## INSTRUCTION
Reproduce every one of the following rows verbatim, without altering any character.
───── INPUT FOR THIS TASK ─────
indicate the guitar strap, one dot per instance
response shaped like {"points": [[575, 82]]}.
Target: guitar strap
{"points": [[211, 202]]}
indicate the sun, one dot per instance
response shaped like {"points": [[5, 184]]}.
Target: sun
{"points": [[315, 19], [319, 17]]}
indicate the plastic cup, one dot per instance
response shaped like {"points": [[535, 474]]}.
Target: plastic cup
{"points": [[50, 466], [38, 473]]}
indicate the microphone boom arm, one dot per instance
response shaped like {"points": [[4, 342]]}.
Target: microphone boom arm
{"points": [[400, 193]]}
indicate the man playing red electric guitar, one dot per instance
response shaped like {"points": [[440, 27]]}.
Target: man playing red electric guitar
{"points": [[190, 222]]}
─────
## FULL OUTPUT
indicate the guitar strap, one dot per instance
response shaped like {"points": [[575, 82]]}.
Target: guitar strap
{"points": [[211, 202]]}
indicate the sun, one dot per instance
response shaped like {"points": [[5, 184]]}.
Target: sun
{"points": [[315, 19], [319, 17]]}
indicate the plastic cup, one dot per instance
response shaped like {"points": [[535, 474]]}.
Target: plastic cup
{"points": [[50, 466], [38, 473]]}
indicate the microphone boom arm, one dot per instance
response shaped like {"points": [[4, 342]]}.
Target: microphone boom arm
{"points": [[400, 193]]}
indicate the man playing red electric guitar, one dot per instance
response shaped like {"points": [[440, 27]]}.
Target: man playing red electric guitar
{"points": [[190, 222]]}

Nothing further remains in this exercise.